== Extrait choisi ==
►

Le Féminin sacré, courant ésotérique propre au New-Age, répondrait à un besoin de reconnexion à soi et à la terre. Reste que son discours abstrait et les prix de ses prestations alertent les organismes de vigilance contre les dérives sectaires.
En France, comme ailleurs, les théories New-Age séduisent des individus en quête de bonheur personnel. Le Féminin sacré s’inscrit dans ce courant. Il propose aux femmes de se réunir pour parler de leurs problèmes afin de les dépasser. Par le partage d’expériences et par des rites, ces cercles de femmes incitent leurs adeptes à se reconnecter à une féminité originelle que la société industrialo-patriarcale aurait domestiquée. Elles s’y initient souvent à une période charnière de leur vie (séparation, maternité, changement professionnel, problèmes de santé…). Plus vulnérables, elles y cherchent la sororité et l’écoute.
Généralement, dans ces ateliers, il y a une introduction menée par la guide puis il peut y avoir un tour de parole, de la méditation ou des pratiques corporelles. Les rites sont multiples et occupent une place importante. La danse, le chant et la musique percussive créent un esprit de communion avec le groupe. Des voyages chamaniques peuvent également être proposés. « Ils répondent à un désir de trouver du sens en dépassant une vision matérialiste du monde qui semble arriver à bout de souffle », explique Camille Sfez, auteure de La Puissance du Féminin (Éditions Leduc, 2018). Le discours autour du cycle menstruel et de la maternité est incontournable. Pour les adeptes, l’utérus a une fonction sacrée : c’est la matrice, appelée « yoni », soit « l’endroit où l’énergie vitale transite pour se connecter au cosmos ». Dès lors, le discours est centré sur l’hétérosexualité et les femmes transgenres n’ont pas le droit de cité dans ces groupes.

◄

== Tâche à réaliser 1 ==
D'après le texte sur le Féminin sacré, quel nom les adeptes donnent-elles à la matrice ?
== Tâche à réaliser 2 ==
Prolongez le texte sur le Féminin sacré à la suite de sa dernière phrase.

Enregistrements conservés
►

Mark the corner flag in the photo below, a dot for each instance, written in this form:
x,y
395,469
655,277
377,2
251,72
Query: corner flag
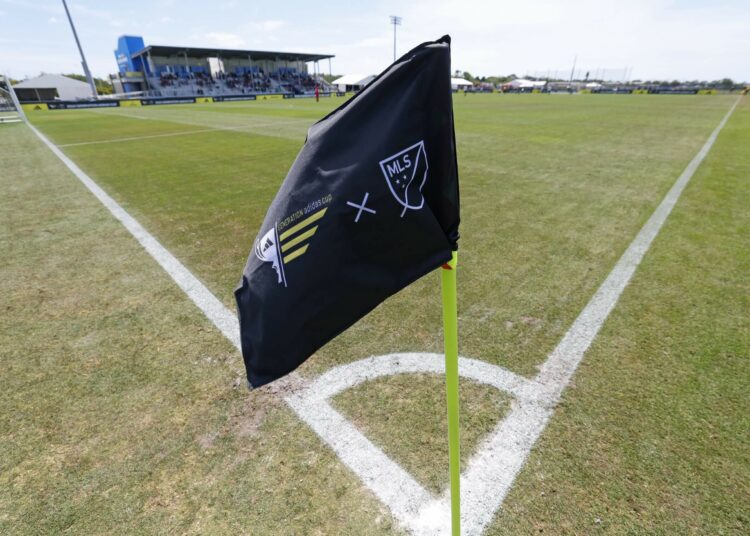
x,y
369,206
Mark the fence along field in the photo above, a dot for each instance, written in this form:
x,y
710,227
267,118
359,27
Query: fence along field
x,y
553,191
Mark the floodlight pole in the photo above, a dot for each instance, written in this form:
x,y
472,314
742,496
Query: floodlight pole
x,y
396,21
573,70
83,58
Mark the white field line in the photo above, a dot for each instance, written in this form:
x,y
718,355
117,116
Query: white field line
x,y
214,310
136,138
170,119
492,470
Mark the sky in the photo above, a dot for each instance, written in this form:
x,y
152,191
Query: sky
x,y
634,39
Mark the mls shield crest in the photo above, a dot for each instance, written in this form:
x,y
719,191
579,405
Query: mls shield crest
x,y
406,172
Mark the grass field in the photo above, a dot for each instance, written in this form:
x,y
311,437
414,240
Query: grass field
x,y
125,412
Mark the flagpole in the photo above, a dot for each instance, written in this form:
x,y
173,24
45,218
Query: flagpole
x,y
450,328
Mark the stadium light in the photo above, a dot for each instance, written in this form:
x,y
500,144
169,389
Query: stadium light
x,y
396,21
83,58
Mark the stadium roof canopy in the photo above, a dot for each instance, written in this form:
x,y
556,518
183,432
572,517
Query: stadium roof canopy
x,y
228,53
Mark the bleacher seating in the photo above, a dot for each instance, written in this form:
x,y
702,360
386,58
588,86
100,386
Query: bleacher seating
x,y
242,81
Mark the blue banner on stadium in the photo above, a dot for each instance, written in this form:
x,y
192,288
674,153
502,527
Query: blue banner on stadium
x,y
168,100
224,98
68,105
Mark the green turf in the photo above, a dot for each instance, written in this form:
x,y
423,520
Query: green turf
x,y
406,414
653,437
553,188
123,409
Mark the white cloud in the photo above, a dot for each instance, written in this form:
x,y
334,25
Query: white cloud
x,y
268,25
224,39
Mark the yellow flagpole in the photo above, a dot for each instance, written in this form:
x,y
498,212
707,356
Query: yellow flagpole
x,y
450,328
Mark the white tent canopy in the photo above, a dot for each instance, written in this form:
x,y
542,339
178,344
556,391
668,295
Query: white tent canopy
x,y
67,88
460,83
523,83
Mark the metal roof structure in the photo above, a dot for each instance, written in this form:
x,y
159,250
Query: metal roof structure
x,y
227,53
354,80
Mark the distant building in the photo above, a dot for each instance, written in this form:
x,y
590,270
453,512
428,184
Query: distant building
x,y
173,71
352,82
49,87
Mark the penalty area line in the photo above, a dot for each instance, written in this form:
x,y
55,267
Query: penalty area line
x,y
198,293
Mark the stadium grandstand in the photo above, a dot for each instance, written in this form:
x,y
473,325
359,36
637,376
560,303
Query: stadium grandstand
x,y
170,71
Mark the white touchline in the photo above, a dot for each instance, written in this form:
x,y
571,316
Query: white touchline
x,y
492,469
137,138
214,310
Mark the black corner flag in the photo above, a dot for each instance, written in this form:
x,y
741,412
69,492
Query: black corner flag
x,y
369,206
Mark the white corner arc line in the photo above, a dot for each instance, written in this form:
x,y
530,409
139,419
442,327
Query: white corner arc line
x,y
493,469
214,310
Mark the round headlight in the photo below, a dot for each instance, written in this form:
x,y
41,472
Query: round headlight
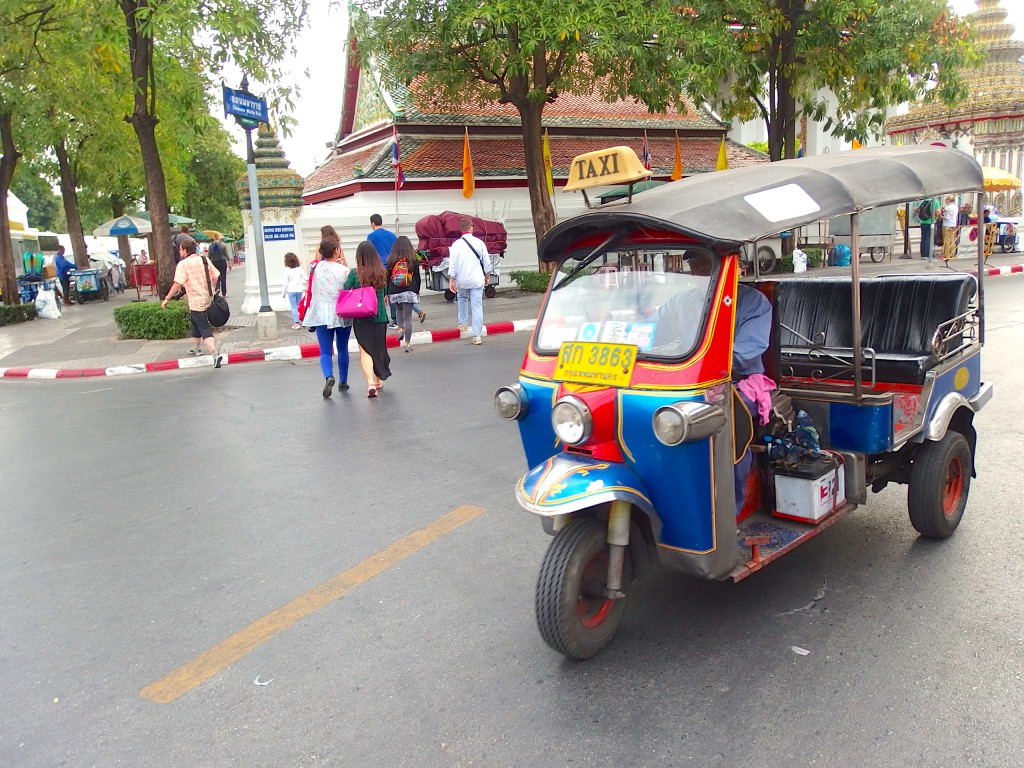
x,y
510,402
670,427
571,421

◄

== Réponse produite 1 ==
Elles l'appellent « yoni ».

== Réponse produite 2 ==
Pour Nicolas Sajus, auteur de La marchandisation du bonheur, Pseudo-thérapies, développement personnel et dérives sectaires (L’harmattan, 2022), ces cercles et retraites s’adressent à des femmes qui ont une certaine aisance financière. Ce que confirme la chercheuse Constance Rimlinger. Les participantes qu’elle a recensées dans ses travaux sont diplômées et occupent des professions indépendantes. Quant aux animatrices de ces groupes, selon plusieurs témoignages, « elles s’approprient des pratiques issues de cultures souvent sud-américaines ou asiatiques sans poser de contexte ».
Des groupes éclatés
Bien que présentées comme puissantes, les femmes ne sont pas incitées à s’engager politiquement puisque l’idée est « qu’on peut changer le monde en changeant sa vibration intérieure ». Beaucoup assurent ne pas être féministes et être en dehors de l’économie et du cercle politique. Ce qui n’a pas empêché plusieurs cercles de critiquer ouvertement la politique du gouvernement lors de la pandémie de Covid-19 et de militer contre le vaccin. On peut y voir un terreau complotiste qui, couplé au prix des prestations, a alerté la Miviludes. Dans son rapport de 2021, elle considère le Féminin sacré comme un courant à risques, pointant notamment les réseaux de solidarité tels que les « cercles d’abondance » ou « tisseuses de rêve » qui, « sous couvert de soutien moral, de bienveillance, de dons, d’acceptation et d’harmonie, invitent les femmes à entrer dans un système de Ponzi ». « La pression du collectif fait le reste en isolant et précarisant ses membres ».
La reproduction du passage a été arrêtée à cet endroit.